> [Task statement]
All pictures should be dropped, and only the lines from the top of the entries below through the line containing "[1016, 344]" repeated exactly, both ends included.

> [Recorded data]
▽
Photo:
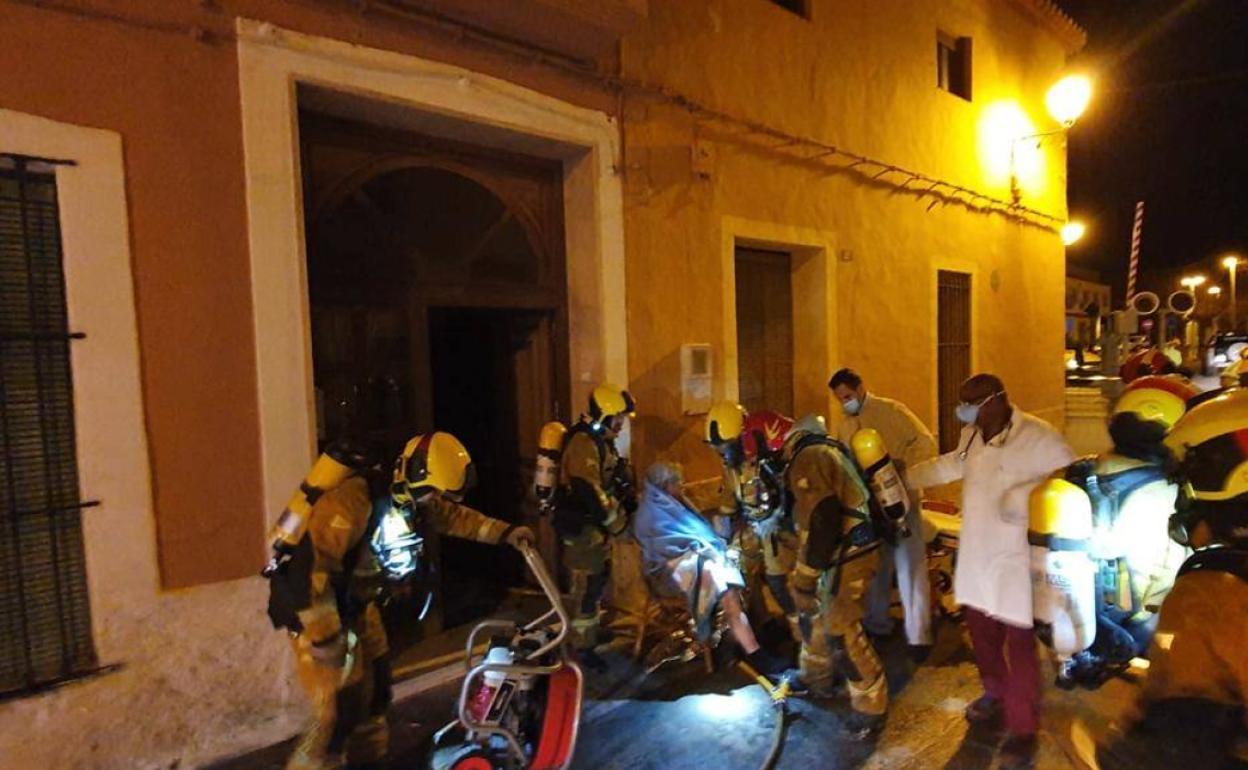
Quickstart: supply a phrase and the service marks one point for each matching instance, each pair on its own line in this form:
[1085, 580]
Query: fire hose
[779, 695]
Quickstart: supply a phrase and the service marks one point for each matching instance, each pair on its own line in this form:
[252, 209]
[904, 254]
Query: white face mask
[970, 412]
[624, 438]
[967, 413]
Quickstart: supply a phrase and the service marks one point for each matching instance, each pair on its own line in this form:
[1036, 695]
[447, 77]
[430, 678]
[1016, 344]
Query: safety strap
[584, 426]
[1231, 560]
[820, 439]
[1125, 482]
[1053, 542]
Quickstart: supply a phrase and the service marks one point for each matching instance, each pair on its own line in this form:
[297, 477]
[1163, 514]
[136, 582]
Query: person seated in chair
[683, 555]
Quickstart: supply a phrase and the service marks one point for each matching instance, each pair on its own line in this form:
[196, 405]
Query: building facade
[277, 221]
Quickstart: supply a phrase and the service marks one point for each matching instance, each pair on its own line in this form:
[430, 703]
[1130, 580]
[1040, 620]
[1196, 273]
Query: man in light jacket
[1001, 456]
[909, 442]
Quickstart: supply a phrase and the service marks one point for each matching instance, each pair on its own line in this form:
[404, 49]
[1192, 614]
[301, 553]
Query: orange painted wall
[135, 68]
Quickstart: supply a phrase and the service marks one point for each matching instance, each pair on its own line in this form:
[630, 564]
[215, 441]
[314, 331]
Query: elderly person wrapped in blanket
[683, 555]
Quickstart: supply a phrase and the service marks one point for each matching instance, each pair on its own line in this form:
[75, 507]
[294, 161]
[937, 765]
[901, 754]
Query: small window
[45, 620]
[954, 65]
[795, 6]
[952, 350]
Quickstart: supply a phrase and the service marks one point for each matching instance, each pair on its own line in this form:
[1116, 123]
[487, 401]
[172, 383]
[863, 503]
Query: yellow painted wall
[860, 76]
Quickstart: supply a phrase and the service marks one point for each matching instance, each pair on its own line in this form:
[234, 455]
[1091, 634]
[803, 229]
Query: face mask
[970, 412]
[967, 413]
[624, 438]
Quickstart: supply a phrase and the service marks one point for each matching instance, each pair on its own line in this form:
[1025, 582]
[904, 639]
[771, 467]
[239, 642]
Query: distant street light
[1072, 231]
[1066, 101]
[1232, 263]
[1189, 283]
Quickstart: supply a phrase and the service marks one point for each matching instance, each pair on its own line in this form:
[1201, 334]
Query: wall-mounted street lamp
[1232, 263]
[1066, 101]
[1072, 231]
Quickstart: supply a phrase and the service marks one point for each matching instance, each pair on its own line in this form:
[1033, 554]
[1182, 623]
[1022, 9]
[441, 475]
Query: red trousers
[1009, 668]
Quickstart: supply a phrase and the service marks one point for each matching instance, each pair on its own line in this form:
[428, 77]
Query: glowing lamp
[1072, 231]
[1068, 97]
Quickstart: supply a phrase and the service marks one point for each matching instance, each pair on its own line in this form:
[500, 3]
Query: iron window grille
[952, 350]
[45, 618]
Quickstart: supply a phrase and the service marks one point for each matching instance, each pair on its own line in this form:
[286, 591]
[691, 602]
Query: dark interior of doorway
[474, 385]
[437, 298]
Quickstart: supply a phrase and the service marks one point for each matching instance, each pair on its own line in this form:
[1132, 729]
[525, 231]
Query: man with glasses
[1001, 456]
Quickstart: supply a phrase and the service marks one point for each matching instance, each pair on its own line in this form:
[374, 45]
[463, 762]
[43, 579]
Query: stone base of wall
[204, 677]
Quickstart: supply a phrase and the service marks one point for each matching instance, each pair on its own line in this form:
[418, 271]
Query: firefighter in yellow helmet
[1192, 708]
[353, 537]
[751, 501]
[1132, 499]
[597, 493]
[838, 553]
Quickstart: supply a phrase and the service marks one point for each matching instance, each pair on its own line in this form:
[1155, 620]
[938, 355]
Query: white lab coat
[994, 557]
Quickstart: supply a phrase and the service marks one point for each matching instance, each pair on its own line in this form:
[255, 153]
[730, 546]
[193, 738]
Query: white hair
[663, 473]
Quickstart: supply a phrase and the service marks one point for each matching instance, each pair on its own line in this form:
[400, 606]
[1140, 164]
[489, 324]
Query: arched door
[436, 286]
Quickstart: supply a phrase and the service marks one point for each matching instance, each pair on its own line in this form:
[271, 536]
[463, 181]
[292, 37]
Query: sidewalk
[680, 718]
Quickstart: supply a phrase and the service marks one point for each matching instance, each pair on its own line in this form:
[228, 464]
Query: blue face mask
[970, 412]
△
> [Task answer]
Photo:
Quickstart: supply a phrase and the service marks one point for each matching instance, each pair on its own line in this form:
[1085, 580]
Query: fire hose
[779, 695]
Quickstart: supply a phrase and the service marks one point for each matching instance, each pair on its own line in this form:
[252, 209]
[904, 254]
Query: white face mask
[970, 412]
[624, 438]
[967, 413]
Quickstart: supply a phrase and the service marks one point for each matching instance, each pair on its own line in this form:
[1036, 695]
[447, 77]
[430, 678]
[1016, 344]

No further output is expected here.